### Stated goal
Can you turn the records below into a two-column CSV with the headers label_text and coordinates, one row per record holding its text and its answer, each in a single quoted field with line breaks replaced by spaces? Leave the pictures out.

### Records supplied
________________________

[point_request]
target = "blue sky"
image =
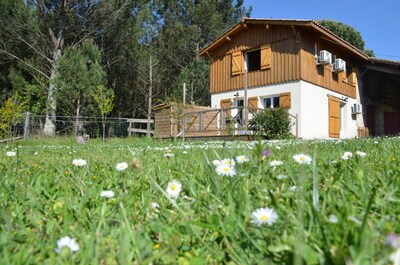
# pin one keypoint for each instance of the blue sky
(377, 21)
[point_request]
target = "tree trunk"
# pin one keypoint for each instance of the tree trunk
(51, 104)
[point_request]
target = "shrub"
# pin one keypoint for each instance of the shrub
(272, 124)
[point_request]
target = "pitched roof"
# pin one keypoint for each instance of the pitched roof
(307, 23)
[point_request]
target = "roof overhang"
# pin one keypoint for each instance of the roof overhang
(310, 24)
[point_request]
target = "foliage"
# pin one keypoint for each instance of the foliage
(272, 124)
(347, 33)
(11, 114)
(44, 197)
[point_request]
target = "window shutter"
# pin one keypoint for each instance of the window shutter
(226, 103)
(266, 56)
(285, 100)
(334, 117)
(237, 63)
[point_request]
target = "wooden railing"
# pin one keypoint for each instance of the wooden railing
(221, 121)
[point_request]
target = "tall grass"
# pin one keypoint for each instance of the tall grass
(44, 197)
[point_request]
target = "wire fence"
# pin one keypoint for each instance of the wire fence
(32, 125)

________________________

### Response
label_text,coordinates
"[point_request] target = ""blue sky"" image = # pin one keypoint for each instance of the blue sky","(377, 21)"
"[point_request] target = ""tree trunk"" # pin one keypoint for each instance of the tree trunk","(51, 104)"
"[point_request] target = ""shrub"" # pin one keypoint for each instance of the shrub","(272, 124)"
"[point_request] target = ""pitched roof"" # pin one keypoint for each instance of the pitched roof","(307, 23)"
"[point_request] target = ""roof overhang"" # pin one keypoint for each instance of the roof overhang","(310, 24)"
"[point_request] target = ""foliage"" # pin one keypoint for each instance of the foliage","(272, 124) (347, 33) (11, 114) (44, 197)"
"[point_request] target = ""window shutter"" # pin one keypoint for each instance of the window shutter","(226, 103) (266, 56) (285, 100) (334, 117) (237, 63)"
"[point_request] target = ""wooden railing"" # pin one keypoint for each instance of the wooden railing","(221, 121)"
"[point_request] target = ""tall grass"" # pin one keypoint for each instance of the tall grass","(44, 197)"
"[point_request] target = ""wire fence"" # pin one keypoint for each instance of the wire fence","(32, 125)"